SELECTION
--------------------
You familiar with that process? 

You will first need to re-merge the package with FEATURES="splitdebug"

Then emerge gdb if you don't have it already

You should be able to get the numeric process ID for dansguardian with ps

fire up gdb

attach <process id>

wait for segfault, soon as it occurs, hit bt and press enter. Take that backtrace, and either post here to get other eyes on it, or, see if you can find a similar crash in an open bug. 

Beyond that I don't know, as I don't use it.

(NOTE: I'm more accustomed to cdb/windbg under Windows, so I'm not entirely sure if that's the "correct" way to do things on Linux, but it's worked for me on other apps !)

----------

## DawgG

thx for your help, but i don't know if i can do that since this is a really busy production server. until i go to work on a sunday i think i can live w/out dansguardian for some time  :wink:

when the opportunity occurs i will do it.

----------

## cach0rr0

ah right. yeah, suppose that's a bit of a monkey wrench! 

I guess the other possibility is seeing how much of that setup you can recreate on a VM, but that gets into the territory of "wait a minute...do I really have the time to spend duplicating a setup to try and debug an issue I don't really have time to debug, for a product that isn't mind?"

but if you DO have the time/spare cycles, that'd be one path.

----------
--------------------
Print the forum thread above about tracing the dansguardian segfault with gdb, word for word and in full.

LISTED RECORDS
--------------------
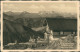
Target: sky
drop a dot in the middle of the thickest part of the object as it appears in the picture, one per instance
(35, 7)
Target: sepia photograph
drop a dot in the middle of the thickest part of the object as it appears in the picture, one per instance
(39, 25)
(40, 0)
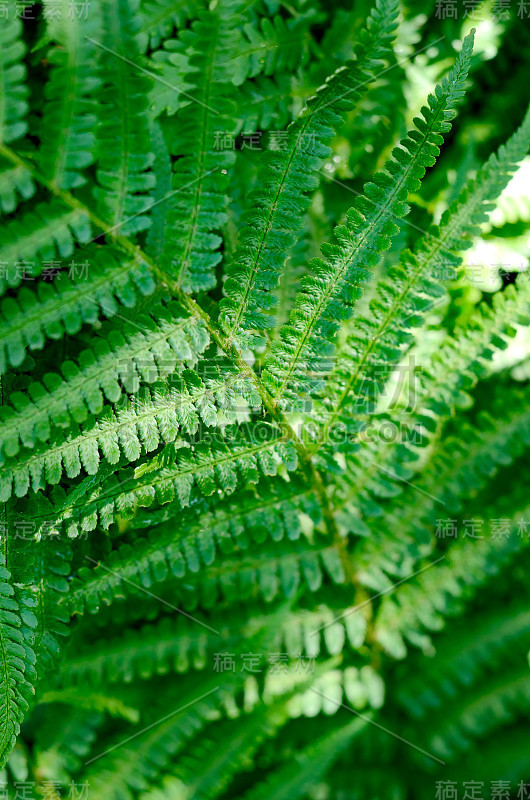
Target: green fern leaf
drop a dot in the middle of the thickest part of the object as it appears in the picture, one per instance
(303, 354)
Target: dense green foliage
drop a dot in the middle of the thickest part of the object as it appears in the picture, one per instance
--------------------
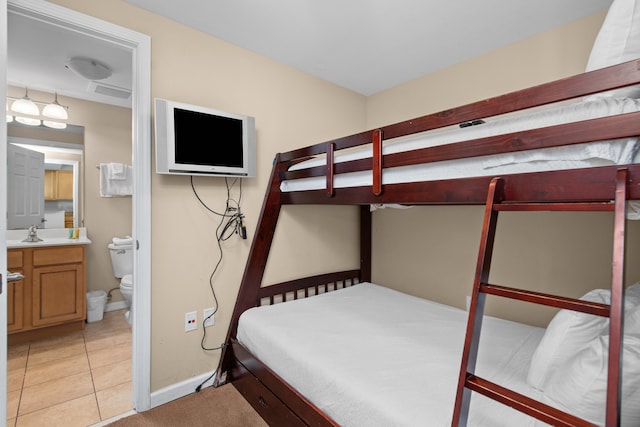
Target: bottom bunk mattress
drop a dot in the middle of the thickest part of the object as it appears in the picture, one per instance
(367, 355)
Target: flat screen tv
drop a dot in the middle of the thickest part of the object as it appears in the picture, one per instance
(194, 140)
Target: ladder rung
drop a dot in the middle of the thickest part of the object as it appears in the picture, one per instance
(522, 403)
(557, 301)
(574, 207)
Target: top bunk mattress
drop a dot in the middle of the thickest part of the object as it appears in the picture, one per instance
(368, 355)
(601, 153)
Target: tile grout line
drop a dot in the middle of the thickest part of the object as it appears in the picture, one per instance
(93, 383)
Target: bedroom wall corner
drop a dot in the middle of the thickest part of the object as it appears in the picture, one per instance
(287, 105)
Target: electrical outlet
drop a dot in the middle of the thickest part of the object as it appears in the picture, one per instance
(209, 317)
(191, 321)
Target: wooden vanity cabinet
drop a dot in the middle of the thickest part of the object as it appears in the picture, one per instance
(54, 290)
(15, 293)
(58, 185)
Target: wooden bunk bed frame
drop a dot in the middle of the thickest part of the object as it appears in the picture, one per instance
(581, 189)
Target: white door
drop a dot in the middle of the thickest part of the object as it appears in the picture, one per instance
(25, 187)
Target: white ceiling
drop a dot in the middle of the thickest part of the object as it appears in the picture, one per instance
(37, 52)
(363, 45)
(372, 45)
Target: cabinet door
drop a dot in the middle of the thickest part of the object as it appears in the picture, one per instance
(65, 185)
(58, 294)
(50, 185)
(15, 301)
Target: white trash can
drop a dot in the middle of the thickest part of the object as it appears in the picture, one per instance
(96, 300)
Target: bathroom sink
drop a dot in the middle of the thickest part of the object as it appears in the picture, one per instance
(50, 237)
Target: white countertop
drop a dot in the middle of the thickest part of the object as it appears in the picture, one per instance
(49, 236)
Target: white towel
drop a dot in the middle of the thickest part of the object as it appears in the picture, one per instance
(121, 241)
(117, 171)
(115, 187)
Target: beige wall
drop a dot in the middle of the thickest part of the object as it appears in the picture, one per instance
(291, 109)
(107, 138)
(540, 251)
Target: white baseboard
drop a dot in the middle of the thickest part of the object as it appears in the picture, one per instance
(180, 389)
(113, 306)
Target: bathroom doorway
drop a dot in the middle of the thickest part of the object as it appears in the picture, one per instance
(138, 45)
--------------------
ANSWER FOR THE TASK
You familiar with that process? 

You will first need to re-merge the package with FEATURES="splitdebug"

Then emerge gdb if you don't have it already

You should be able to get the numeric process ID for dansguardian with ps

fire up gdb

attach <process id>

wait for segfault, soon as it occurs, hit bt and press enter. Take that backtrace, and either post here to get other eyes on it, or, see if you can find a similar crash in an open bug. 

Beyond that I don't know, as I don't use it.

(NOTE: I'm more accustomed to cdb/windbg under Windows, so I'm not entirely sure if that's the "correct" way to do things on Linux, but it's worked for me on other apps !)

----------

## DawgG

thx for your help, but i don't know if i can do that since this is a really busy production server. until i go to work on a sunday i think i can live w/out dansguardian for some time  :wink:

when the opportunity occurs i will do it.

----------

## cach0rr0

ah right. yeah, suppose that's a bit of a monkey wrench! 

I guess the other possibility is seeing how much of that setup you can recreate on a VM, but that gets into the territory of "wait a minute...do I really have the time to spend duplicating a setup to try and debug an issue I don't really have time to debug, for a product that isn't mind?"

but if you DO have the time/spare cycles, that'd be one path.

----------